GOAL OF THE EXERCISE
Please render the stretch from the first of the saved entries through the line containing "The <path> is" as a numbered list, leaving out any blank lines.

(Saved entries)
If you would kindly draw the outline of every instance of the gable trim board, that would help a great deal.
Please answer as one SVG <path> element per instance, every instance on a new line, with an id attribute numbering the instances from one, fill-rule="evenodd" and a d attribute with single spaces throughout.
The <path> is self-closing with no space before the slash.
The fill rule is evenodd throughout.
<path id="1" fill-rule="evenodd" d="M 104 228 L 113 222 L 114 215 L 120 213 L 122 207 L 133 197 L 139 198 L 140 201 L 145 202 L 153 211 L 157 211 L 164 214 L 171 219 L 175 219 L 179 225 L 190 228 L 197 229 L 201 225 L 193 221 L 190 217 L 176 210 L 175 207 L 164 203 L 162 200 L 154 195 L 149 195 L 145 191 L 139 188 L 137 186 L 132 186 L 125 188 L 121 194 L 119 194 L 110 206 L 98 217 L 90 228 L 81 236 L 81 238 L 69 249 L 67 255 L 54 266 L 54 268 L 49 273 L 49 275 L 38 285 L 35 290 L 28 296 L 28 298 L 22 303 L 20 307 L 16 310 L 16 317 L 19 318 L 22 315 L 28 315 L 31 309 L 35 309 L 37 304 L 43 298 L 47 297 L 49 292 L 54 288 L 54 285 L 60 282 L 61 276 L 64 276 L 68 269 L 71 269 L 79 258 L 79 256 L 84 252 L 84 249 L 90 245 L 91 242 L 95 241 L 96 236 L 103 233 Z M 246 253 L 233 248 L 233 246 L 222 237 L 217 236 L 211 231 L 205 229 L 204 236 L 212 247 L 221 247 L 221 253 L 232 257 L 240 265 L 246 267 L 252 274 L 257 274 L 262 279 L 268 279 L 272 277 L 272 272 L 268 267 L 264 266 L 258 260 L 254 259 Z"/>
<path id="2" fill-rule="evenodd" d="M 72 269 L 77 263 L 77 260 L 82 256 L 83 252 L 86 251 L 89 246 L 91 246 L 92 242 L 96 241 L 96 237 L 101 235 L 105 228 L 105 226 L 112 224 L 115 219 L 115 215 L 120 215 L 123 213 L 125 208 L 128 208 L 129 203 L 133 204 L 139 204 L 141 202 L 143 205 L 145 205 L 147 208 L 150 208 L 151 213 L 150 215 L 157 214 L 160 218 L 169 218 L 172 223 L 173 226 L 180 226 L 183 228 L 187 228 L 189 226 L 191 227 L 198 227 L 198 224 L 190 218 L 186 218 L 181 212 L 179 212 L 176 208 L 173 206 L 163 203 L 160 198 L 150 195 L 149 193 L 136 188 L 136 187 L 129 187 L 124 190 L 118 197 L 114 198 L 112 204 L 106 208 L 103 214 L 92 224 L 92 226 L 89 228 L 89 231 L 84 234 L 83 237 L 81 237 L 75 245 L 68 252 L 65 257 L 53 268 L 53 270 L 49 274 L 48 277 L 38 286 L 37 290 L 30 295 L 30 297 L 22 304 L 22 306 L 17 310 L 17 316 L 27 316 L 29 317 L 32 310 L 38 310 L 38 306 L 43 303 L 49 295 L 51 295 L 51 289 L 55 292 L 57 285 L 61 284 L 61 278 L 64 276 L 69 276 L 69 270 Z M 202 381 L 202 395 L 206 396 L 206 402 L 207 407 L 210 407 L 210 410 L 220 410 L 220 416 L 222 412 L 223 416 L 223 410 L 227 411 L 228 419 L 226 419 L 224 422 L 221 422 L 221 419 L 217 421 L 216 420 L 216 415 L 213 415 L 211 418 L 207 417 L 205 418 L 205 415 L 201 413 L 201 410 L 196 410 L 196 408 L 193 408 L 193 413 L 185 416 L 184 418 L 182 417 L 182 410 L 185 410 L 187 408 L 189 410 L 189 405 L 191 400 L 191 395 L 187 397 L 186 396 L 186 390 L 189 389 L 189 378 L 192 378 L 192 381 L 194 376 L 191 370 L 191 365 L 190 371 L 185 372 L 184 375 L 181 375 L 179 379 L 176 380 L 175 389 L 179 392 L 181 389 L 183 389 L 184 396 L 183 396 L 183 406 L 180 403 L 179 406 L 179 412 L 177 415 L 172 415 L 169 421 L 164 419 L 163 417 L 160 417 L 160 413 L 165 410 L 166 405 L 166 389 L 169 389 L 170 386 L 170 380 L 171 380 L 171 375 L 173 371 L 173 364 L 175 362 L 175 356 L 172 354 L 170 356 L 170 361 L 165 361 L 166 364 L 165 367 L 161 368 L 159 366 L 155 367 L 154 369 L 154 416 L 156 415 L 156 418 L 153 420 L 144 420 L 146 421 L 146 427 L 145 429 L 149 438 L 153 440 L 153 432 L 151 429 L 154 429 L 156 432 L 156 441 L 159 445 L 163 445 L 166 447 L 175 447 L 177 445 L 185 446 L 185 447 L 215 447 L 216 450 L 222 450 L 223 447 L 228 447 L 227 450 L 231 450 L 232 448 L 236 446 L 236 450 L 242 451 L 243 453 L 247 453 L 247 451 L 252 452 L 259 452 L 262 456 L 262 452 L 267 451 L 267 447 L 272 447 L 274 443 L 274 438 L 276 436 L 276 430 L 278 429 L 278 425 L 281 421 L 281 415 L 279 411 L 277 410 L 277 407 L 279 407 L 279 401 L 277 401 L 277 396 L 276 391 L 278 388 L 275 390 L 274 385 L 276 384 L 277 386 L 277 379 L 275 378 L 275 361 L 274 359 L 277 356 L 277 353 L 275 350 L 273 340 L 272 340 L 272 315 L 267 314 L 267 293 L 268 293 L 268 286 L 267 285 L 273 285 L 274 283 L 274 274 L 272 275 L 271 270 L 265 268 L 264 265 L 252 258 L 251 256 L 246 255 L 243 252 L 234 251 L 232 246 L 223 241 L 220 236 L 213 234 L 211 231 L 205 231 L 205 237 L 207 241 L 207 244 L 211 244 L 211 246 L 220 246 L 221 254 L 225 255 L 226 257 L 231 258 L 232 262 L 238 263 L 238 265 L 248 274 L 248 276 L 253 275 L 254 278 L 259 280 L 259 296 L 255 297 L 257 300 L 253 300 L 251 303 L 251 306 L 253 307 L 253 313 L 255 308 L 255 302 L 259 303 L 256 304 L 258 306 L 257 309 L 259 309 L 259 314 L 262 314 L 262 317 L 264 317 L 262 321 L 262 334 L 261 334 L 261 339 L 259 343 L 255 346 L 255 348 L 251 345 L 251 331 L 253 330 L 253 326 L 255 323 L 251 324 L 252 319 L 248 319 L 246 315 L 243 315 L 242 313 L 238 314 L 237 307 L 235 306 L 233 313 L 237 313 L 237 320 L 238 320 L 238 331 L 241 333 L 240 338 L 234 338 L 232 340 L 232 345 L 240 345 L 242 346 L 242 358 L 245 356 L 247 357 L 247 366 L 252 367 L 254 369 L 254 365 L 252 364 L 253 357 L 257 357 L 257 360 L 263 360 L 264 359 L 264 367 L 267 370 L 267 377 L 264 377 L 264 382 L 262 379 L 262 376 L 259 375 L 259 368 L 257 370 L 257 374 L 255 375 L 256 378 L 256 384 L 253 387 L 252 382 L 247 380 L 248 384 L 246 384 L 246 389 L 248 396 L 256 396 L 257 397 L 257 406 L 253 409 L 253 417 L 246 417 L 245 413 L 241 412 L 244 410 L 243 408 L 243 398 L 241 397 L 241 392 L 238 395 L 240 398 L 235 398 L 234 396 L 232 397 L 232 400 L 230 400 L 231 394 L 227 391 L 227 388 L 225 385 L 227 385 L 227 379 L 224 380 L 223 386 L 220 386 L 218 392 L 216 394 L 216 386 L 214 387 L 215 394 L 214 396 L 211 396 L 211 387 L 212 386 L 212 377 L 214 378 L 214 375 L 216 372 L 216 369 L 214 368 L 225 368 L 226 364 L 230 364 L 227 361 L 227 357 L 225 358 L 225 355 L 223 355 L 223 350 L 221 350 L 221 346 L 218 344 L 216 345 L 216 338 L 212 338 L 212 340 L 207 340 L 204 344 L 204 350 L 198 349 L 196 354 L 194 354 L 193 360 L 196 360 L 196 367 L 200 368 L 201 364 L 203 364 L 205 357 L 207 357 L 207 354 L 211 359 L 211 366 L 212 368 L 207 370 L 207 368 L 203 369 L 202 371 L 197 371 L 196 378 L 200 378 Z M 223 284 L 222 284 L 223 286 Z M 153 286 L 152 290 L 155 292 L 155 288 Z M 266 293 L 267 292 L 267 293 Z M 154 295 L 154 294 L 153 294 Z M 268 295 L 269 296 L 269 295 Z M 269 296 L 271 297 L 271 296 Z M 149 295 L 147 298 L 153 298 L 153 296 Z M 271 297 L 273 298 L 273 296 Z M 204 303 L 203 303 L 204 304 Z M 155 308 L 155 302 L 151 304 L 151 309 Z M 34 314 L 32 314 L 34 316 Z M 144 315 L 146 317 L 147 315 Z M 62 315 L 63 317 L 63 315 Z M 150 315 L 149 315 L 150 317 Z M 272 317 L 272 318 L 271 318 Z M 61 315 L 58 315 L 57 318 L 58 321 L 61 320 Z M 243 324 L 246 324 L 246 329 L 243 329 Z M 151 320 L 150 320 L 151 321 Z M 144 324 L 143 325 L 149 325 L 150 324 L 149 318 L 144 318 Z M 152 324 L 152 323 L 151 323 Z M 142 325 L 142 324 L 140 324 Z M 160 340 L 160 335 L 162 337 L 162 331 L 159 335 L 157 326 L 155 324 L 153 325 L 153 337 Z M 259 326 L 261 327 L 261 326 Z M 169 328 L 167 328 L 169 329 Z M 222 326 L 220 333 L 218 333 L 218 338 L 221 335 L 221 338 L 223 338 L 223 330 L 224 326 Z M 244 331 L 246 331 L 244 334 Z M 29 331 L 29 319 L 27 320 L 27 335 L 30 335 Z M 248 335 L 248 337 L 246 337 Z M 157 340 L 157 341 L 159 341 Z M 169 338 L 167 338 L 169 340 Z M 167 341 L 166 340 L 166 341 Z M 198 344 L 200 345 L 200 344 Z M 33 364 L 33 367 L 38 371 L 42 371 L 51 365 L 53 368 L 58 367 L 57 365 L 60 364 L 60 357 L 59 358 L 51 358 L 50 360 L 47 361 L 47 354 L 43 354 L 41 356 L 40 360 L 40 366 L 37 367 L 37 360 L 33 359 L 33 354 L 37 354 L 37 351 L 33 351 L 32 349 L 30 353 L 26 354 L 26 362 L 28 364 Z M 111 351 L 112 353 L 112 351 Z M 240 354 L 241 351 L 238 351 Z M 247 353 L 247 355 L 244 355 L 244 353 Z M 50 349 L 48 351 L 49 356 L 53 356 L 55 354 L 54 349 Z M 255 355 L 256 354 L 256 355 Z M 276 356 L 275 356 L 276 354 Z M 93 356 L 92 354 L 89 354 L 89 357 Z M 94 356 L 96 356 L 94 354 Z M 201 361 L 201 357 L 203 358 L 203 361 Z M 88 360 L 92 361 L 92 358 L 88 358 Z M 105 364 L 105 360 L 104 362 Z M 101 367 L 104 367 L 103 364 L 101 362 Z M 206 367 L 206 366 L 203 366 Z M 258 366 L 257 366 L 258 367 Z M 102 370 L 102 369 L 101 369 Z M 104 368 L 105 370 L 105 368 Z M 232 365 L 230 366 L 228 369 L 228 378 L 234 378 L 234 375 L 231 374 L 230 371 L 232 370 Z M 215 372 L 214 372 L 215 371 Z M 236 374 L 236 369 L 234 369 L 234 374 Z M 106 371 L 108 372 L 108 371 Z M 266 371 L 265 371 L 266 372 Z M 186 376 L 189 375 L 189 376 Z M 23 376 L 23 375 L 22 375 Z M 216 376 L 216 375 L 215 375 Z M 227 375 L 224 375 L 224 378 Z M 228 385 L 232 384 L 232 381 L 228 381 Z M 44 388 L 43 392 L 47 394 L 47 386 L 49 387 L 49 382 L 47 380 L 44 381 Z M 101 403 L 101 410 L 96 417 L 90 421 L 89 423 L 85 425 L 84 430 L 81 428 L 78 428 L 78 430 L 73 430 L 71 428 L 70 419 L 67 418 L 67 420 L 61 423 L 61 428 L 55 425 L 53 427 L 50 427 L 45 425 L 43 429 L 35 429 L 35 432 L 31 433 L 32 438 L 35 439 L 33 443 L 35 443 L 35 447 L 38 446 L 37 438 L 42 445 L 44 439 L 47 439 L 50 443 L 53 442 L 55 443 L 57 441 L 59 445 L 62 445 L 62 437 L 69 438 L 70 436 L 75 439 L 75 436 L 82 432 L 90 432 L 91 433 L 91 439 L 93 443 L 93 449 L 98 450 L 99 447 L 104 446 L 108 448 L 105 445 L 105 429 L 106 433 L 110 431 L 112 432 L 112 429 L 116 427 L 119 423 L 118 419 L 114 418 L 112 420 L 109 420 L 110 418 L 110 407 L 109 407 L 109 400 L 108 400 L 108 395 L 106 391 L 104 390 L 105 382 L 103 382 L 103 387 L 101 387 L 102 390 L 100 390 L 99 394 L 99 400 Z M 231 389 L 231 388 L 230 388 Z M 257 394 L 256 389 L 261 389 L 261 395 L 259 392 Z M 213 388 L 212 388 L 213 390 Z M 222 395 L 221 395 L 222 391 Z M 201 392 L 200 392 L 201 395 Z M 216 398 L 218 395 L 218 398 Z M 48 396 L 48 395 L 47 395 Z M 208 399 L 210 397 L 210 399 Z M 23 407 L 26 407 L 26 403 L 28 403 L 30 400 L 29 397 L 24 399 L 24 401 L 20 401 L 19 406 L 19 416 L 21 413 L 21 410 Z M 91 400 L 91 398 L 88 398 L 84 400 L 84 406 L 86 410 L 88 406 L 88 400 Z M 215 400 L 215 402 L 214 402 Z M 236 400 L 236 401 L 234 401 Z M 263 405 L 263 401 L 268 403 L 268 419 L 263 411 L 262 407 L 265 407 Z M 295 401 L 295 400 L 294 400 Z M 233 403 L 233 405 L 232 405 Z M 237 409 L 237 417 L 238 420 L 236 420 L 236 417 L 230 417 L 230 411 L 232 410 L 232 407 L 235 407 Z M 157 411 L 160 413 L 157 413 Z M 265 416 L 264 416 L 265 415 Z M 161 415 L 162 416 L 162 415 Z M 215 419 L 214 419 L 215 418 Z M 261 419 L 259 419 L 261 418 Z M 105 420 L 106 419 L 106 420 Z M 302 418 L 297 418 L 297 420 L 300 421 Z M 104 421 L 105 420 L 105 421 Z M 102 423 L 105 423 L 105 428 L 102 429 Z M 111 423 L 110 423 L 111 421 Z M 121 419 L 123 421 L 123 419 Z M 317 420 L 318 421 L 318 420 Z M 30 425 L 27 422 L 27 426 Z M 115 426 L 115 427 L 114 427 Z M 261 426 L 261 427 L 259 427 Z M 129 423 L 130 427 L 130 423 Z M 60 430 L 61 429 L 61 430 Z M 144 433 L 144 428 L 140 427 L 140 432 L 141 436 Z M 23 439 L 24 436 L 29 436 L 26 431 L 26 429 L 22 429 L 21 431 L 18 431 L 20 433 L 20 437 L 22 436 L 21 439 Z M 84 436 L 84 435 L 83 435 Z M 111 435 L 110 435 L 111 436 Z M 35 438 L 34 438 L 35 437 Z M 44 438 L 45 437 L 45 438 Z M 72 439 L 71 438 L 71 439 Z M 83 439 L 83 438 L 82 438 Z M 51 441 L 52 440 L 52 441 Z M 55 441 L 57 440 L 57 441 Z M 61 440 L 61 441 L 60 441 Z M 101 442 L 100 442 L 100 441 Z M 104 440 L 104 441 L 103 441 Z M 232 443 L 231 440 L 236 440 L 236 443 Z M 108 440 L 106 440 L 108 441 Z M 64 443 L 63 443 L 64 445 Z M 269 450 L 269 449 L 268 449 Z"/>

RESPONSE
1. If you would kindly draw the outline of every instance of the gable trim board, that would help a great deal.
2. Please answer as one SVG <path> element per instance, every instance on a new line, with an id attribute numbering the instances from one, fill-rule="evenodd" and a d attribute with single spaces throughout.
3. The <path> is self-closing with no space before the slash.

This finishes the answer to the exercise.